• [Excerpt to read]
begin

I feel like I need to scoop out my brain, spread it on a pan and do something like this*:
I think I know why it’s happening. I’ve had a few distractions lately that are making me want to curl up in bed and ignore people. That isn’t exactly conducive to concentration. Thankfully I’m not a freelance writer, so this writer’s block isn’t going to cost me a day job. But it isn’t exactly making life easier for my editors. And I really enjoy writing. Not being able to do it to my usual standard is kinda troubling.
So. Tips please? Do you get writer’s block? How do you deal with it? I would really appreciate your answers!
*This process is called “panning for gold”. I know this because I googled “what gold miners do”. I couldn’t remember :-(
May 28, 2010
“Blame it on the a a a a a alcohol…”
Chocolate fondue through a straw. Is there any other way to end a cocktail event?
[via Qype Does London]
April 22, 2010
Introducing For Books’ Sake
If you follow me or the lovely Jane Bradley on Twitter, then you would have heard about her exciting new project that launched this week. For Books’ Sake is a blog featuring book reviews, news, interviews and general book nerdiness.
I’m really very excited about it. Not just because I’m a contributer but because I think it fills a gap in the market. I read blogs that cover most of my interests – London, music, cute boys with cats – but finding an intelligent books blog that doesn’t take itself too seriously is tough. So when Jane told me she was launching a ‘Super-Fantabulous-But-As-Yet-Unnamed Books Blog’ I was all too happy to get on board.

end

• [Listing]
begin

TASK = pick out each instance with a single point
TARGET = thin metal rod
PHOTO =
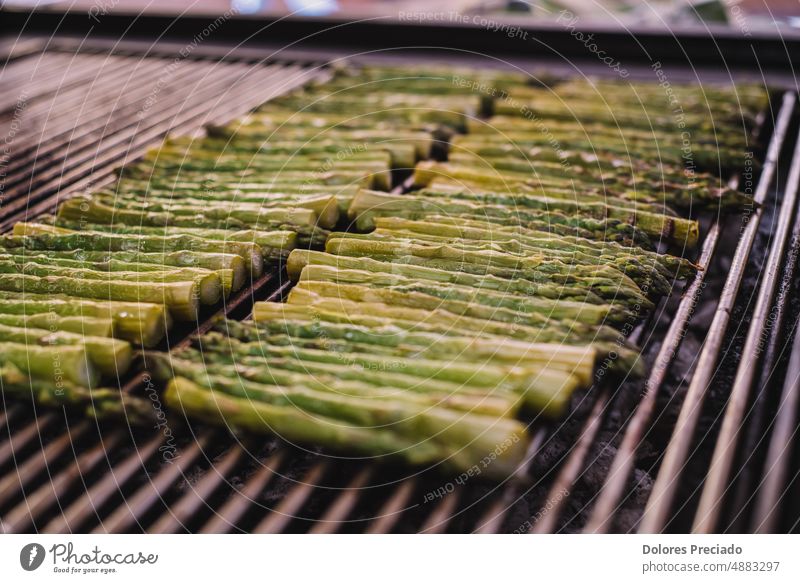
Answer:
(133, 508)
(493, 519)
(390, 513)
(766, 516)
(194, 499)
(717, 479)
(569, 472)
(656, 514)
(602, 515)
(344, 504)
(72, 517)
(240, 502)
(278, 519)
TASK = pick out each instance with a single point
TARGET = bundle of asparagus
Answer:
(490, 292)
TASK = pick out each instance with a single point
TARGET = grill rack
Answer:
(99, 478)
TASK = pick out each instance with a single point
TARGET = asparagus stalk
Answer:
(480, 231)
(607, 282)
(134, 261)
(36, 237)
(542, 387)
(300, 258)
(265, 211)
(53, 364)
(587, 313)
(210, 282)
(281, 386)
(52, 322)
(180, 292)
(421, 209)
(390, 340)
(369, 204)
(210, 216)
(376, 314)
(653, 276)
(111, 357)
(181, 297)
(100, 403)
(297, 425)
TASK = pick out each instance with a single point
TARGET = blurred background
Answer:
(748, 16)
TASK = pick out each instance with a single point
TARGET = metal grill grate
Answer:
(82, 119)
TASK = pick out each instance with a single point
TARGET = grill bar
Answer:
(344, 504)
(72, 517)
(656, 516)
(280, 517)
(177, 114)
(614, 488)
(52, 492)
(492, 521)
(758, 424)
(195, 498)
(570, 471)
(234, 509)
(135, 506)
(717, 479)
(774, 485)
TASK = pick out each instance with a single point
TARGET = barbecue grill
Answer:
(708, 443)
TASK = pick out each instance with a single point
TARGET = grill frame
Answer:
(493, 508)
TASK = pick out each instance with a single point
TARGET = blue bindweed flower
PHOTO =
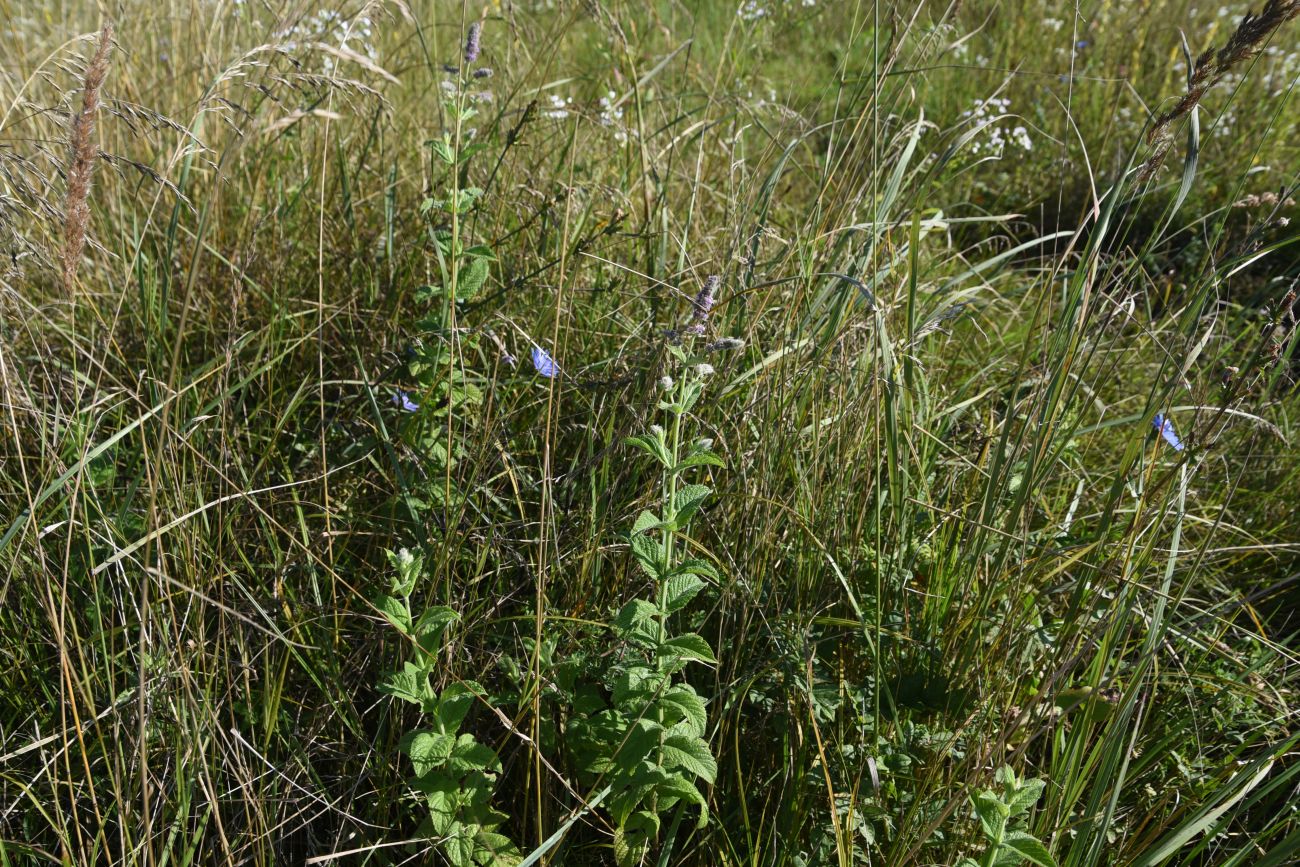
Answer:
(1166, 429)
(544, 362)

end

• [Problems]
**a.** Quote the blog excerpt from "So. Tips please?" up to and including "general book nerdiness.".
**b.** In the blog excerpt, what does For Books' Sake feature?

• [Responses]
**a.**
So. Tips please? Do you get writer’s block? How do you deal with it? I would really appreciate your answers!
*This process is called “panning for gold”. I know this because I googled “what gold miners do”. I couldn’t remember :-(
May 28, 2010
“Blame it on the a a a a a alcohol…”
Chocolate fondue through a straw. Is there any other way to end a cocktail event?
[via Qype Does London]
April 22, 2010
Introducing For Books’ Sake
If you follow me or the lovely Jane Bradley on Twitter, then you would have heard about her exciting new project that launched this week. For Books’ Sake is a blog featuring book reviews, news, interviews and general book nerdiness.

**b.** Book reviews, news, interviews and general book nerdiness.